STATED PROBLEM:
In the commentary on federal debt, how many years until Social Security is expected to run out of funds?

Debt, and the interest payments thereon, are a commitment. However, the current policy of tax cuts and increased spending are decreasing instead of increasing the federal revenues which would allow for repayment. It is up to Congress to set some sound, sane fiscal policies. The simple fact, known to any ten-year with an allowance, is that you can’t keep spending more than you take in.
Thus far, Congress has shown no signs of doing its job. The Federal Reserve continues to print fiat money with abandon, literally throwing fake money at the problem.
It is up to Congress to put a ceiling on our ever-growing debt and find new ways to raise revenues and cut needless spending. Tax breaks and loopholes need to be eliminated. Our debt needs to be paid instead of ignored, and this will take a huge commitment from policymakers. If Congress fails us, it won’t be members of Congress paying our current out-of-control debt. It will our children, grandchildren, and great-grandchildren. They are inheriting a record budget deficit before they have been born.
Congress also needs to consider that Social Security, a debt owed to America’s elderly, is expected to run out of funds in 12 years. We need a plan that protects the money paid into the system for future generations. They have paid for it; they have earned it.
Instead of reveling in our current economic growth, we need to ensure that necessary programs are funded, and our debt is decreased. Wishing won’t make this happen. Congress needs to do something utterly unprecedented – it needs to act sensibly, logically, and in favor of the American people.
Does any American family want to face interest payments as the largest portion of its budget? Neither should the government.

COLLECTED MATERIAL:
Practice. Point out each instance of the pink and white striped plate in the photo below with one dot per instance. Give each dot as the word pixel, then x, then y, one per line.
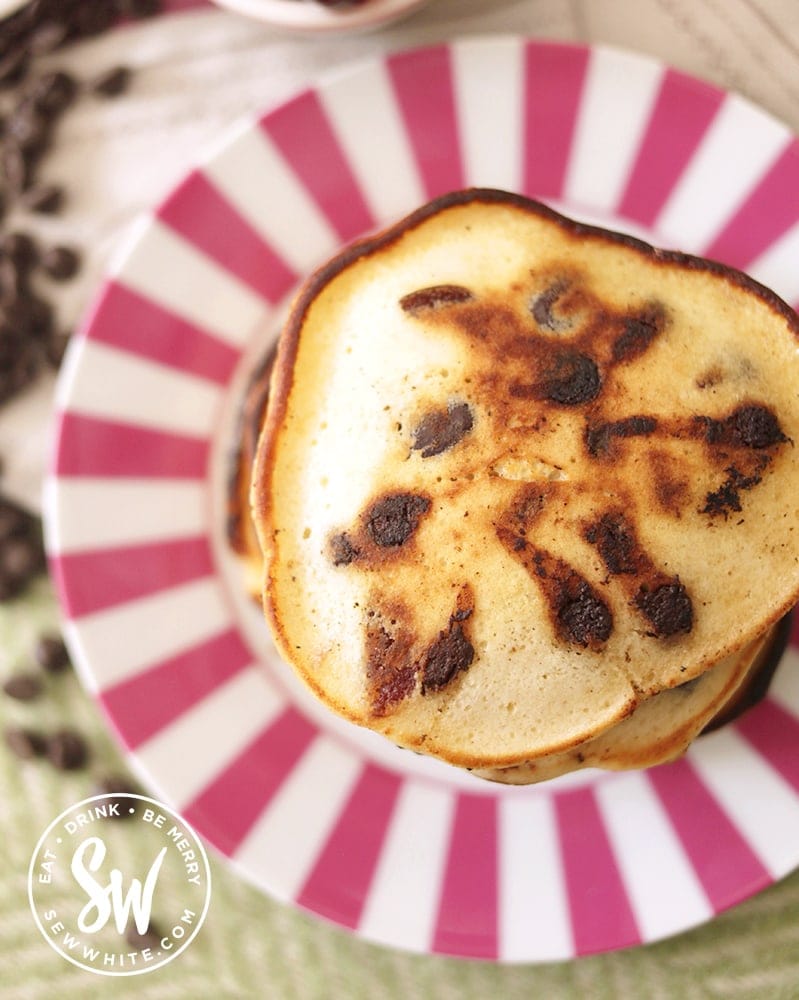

ANSWER TO THIS TASK:
12 years.